_PAGE EXTRACT_:
++++++++

New highways around the Jordanelle reservoir are winding through prime mule-deer habitat, and the result has been a marked increase in road kills of the animals.

An average of six of the deer die each week on the new spans leading to Heber, Kamas and Francis. Before the reservoir and its accompanying new highways were built, the deer death toll was about 12 a year, said Laura Romin, a wildlife biologist with the Utah Department of Transportation.In 1991, Romin counted 278 deer killed by cars in the first year after the new roads were built. So far this year, 70 deer have been found - about half of those believed hit by vehicles.

"Estimates were that road kills double with the new highways," she said. "We certainly didn't expect it to be that high."

Larry Dalton, a habitat-management researcher for the Utah Division of Wildlife Resources, has been working on methods to reduce the carnage.

Dalton has determined that ultrasonic whistles placed on cars to warn wildlife of approaching traffic do not work. Another study found that reflectors on the sides of roads did not deter deer, either.

Overpasses or tunnels for the animals, at $200,000 each, were considered too expensive. But Dalton has come up with a new idea - deer crosswalks.

"I was watching these deer trying to cross a stream and I noticed how much they didn't like to walk on those big stream cobbles," he said. "Those rounded edges really bug them."

++++++++

_SUPPLIED MATERIAL_:
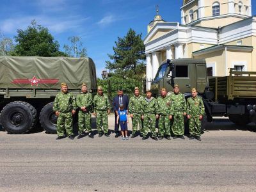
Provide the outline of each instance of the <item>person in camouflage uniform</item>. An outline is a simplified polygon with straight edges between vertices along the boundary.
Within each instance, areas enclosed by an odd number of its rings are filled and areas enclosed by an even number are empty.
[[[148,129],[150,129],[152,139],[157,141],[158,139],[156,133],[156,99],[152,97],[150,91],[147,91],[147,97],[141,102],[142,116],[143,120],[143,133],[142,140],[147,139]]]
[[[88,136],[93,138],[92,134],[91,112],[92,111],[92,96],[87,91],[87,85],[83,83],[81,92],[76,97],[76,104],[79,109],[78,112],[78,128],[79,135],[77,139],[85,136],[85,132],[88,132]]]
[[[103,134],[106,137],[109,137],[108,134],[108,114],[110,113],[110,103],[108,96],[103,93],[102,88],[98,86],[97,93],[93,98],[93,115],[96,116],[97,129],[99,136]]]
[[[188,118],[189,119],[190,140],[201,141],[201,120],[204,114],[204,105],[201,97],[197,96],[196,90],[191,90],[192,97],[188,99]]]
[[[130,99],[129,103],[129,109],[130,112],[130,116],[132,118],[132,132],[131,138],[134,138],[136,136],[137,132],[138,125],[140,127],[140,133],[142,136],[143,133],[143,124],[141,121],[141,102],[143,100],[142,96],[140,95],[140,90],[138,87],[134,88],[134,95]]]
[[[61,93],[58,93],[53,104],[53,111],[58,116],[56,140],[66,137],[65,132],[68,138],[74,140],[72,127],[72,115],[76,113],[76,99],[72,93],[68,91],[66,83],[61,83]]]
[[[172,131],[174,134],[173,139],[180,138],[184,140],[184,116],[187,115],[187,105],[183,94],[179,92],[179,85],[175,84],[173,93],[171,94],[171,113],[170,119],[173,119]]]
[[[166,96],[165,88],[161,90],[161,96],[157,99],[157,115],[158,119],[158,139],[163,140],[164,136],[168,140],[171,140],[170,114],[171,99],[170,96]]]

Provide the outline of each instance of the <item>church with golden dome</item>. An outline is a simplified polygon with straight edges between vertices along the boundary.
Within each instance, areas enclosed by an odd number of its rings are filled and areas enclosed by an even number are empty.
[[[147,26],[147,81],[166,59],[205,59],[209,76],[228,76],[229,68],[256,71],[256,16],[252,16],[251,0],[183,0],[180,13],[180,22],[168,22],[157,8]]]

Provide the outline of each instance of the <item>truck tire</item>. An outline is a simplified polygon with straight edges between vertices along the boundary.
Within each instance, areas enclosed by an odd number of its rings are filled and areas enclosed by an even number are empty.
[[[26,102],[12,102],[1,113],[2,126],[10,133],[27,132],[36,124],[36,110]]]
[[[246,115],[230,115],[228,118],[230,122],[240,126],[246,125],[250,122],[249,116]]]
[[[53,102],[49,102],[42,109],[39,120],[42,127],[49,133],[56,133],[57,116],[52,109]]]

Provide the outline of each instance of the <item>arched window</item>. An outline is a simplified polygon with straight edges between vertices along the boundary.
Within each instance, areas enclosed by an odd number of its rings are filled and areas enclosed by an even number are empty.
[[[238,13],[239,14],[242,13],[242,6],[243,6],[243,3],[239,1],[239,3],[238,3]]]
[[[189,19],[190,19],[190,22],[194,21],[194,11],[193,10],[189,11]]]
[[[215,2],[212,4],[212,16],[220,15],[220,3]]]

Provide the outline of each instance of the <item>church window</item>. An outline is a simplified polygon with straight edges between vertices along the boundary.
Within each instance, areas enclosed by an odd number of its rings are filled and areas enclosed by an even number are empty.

++++++++

_WHAT TO WORK ON_:
1 - Answer these about the article on deer road kills:
(a) How many deer did Romin count killed by cars in the first year after the new roads were built?
(b) About how many deer died each year before the reservoir and new highways were built?
(c) What was the cost given for each overpass or tunnel for the animals?
2 - Quote the article on deer road kills from "Dalton has determined" up to and including "deter deer, either.".
Please answer from the text alone.

_LIST OF SOLUTIONS_:
1 -
(a) 278
(b) About 12
(c) $200,000

2 -
Dalton has determined that ultrasonic whistles placed on cars to warn wildlife of approaching traffic do not work. Another study found that reflectors on the sides of roads did not deter deer, either.